[Given records]

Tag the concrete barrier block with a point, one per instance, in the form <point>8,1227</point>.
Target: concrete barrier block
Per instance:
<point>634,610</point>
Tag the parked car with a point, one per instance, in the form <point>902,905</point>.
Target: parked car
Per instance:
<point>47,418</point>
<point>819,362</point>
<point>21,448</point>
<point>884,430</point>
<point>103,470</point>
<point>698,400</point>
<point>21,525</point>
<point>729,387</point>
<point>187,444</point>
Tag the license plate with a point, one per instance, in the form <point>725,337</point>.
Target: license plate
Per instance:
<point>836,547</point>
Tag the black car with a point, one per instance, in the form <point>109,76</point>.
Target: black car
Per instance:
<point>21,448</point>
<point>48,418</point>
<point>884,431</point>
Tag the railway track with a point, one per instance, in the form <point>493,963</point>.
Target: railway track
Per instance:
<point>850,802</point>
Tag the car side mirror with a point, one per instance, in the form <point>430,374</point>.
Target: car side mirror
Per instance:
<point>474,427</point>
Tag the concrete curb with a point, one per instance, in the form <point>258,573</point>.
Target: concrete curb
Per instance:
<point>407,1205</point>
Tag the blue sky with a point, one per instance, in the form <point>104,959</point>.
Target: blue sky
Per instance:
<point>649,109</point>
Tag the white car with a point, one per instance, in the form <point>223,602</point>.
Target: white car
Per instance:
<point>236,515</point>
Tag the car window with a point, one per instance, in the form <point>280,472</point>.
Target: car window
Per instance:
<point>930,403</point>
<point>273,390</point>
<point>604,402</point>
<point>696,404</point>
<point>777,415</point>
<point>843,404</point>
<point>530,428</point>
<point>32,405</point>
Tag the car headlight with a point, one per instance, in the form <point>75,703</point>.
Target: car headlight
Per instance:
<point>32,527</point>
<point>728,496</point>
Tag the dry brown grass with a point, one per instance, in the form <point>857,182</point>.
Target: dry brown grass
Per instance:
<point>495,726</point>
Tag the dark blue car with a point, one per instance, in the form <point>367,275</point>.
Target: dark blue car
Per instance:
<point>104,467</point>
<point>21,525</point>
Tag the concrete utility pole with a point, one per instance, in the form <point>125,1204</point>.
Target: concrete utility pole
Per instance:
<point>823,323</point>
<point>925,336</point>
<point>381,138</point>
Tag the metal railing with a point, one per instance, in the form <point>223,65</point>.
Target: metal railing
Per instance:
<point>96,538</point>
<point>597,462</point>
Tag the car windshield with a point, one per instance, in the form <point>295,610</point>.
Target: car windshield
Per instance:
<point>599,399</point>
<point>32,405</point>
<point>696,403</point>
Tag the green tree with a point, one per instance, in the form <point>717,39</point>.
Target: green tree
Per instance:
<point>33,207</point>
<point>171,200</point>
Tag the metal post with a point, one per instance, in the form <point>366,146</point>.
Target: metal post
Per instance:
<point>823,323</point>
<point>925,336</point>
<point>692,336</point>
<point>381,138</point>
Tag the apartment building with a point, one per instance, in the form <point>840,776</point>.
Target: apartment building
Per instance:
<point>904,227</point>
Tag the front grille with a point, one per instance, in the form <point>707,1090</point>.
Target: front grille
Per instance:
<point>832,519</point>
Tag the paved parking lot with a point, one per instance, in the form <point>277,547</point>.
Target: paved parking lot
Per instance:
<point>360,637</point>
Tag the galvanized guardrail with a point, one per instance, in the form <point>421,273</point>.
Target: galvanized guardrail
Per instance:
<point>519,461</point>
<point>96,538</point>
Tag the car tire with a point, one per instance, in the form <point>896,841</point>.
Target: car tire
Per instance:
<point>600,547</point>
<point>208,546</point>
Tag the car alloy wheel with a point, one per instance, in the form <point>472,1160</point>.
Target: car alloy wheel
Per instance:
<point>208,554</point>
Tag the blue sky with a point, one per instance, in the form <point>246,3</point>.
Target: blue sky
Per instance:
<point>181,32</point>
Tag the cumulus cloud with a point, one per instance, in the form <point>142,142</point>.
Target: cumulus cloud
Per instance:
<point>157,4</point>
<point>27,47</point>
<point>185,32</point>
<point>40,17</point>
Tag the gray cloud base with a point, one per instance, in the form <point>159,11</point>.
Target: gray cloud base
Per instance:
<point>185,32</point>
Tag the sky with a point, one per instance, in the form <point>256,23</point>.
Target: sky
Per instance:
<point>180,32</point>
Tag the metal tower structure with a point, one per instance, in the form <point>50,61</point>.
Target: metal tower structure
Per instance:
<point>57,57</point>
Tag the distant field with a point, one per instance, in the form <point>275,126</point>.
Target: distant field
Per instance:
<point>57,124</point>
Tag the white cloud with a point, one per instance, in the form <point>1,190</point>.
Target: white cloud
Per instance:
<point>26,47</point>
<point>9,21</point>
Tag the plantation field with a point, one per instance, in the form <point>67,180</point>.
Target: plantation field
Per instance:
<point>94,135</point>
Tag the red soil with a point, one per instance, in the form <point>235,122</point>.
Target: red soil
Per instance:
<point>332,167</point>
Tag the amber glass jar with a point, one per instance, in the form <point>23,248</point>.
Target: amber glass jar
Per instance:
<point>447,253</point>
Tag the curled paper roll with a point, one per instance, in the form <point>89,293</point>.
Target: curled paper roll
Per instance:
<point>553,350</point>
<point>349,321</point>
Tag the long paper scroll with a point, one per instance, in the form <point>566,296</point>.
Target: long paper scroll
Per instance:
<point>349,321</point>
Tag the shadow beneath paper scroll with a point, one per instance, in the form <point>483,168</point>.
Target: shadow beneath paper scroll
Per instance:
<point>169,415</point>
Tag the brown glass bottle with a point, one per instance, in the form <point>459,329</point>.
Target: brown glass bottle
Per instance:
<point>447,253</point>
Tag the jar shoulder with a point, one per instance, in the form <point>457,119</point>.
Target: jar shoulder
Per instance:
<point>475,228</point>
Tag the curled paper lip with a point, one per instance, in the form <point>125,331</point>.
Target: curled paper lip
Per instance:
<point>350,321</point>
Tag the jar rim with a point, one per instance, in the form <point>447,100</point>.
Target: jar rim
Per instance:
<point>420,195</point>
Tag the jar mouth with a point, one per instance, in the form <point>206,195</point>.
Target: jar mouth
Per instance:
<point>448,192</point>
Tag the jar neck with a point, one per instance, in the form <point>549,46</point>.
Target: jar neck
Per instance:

[/Given records]

Exercise
Only the lines above from the line containing "Target: distant field" through the line containing "Target: long paper scroll" should be retyped, exactly and with both ends included.

Output for this exercise
Target: distant field
Per instance:
<point>57,124</point>
Tag the white cloud with a point, one per instance, in the form <point>1,190</point>.
Target: white cloud
Per instance:
<point>26,47</point>
<point>9,21</point>
Tag the plantation field with a point, one per instance, in the form <point>67,180</point>.
Target: plantation field
Per instance:
<point>94,135</point>
Tag the red soil with a point, one per instance, in the form <point>235,122</point>.
Target: red soil
Per instance:
<point>332,167</point>
Tag the amber glass jar with a point, one per instance, in the form <point>23,248</point>.
Target: amber glass jar
Per instance:
<point>447,253</point>
Tag the curled paper roll with a point, one per instance, in the form <point>89,293</point>.
Target: curled paper roll
Per instance:
<point>553,350</point>
<point>349,321</point>
Tag the long paper scroll with a point, one per instance, in the form <point>566,296</point>.
Target: long paper scroll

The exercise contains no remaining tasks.